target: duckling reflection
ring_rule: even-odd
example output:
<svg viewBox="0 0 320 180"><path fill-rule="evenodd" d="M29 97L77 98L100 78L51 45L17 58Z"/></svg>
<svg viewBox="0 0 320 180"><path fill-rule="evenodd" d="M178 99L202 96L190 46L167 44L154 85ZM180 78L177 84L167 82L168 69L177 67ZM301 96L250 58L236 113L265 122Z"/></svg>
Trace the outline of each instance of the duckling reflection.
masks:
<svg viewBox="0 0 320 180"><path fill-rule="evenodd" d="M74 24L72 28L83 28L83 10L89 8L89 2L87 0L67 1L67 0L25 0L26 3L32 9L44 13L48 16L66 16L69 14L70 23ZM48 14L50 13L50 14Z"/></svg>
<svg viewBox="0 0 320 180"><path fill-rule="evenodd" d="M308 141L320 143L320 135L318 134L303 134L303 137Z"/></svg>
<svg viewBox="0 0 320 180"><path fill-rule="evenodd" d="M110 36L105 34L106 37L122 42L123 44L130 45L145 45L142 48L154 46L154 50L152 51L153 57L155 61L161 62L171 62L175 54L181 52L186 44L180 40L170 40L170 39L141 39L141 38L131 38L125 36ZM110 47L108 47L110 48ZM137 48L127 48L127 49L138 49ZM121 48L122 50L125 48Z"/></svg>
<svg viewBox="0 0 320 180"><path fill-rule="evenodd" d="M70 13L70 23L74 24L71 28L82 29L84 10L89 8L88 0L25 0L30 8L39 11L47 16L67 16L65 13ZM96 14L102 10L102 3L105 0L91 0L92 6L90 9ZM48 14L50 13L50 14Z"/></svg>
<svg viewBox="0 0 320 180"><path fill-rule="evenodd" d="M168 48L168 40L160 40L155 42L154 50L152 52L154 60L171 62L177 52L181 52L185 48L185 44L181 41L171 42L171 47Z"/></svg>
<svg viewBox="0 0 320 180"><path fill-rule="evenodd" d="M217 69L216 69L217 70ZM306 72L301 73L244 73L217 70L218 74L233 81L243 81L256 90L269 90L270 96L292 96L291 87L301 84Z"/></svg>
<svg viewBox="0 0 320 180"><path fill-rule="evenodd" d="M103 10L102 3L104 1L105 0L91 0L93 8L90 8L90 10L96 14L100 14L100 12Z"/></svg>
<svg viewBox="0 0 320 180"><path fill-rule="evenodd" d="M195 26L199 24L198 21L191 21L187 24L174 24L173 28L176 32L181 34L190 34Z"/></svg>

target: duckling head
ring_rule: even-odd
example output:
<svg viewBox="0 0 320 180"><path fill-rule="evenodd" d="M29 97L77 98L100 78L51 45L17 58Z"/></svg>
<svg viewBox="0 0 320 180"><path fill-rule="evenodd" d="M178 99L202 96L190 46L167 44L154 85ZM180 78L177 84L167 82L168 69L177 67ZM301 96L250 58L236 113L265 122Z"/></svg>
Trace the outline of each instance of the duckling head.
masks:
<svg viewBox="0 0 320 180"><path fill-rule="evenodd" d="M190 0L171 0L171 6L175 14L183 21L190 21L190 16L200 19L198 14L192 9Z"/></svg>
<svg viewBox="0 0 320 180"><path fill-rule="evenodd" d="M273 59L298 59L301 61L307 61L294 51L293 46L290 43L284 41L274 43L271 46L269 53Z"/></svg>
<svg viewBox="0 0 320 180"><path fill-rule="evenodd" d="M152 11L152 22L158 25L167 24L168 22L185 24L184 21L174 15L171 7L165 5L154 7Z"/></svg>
+ + + + +
- [WHAT THE TASK ASKS] Search the data for the string "reflection". List each line that has it.

- [SOLUTION FOR THIS EXERCISE]
target: duckling reflection
Trace the outline of each instance of the duckling reflection.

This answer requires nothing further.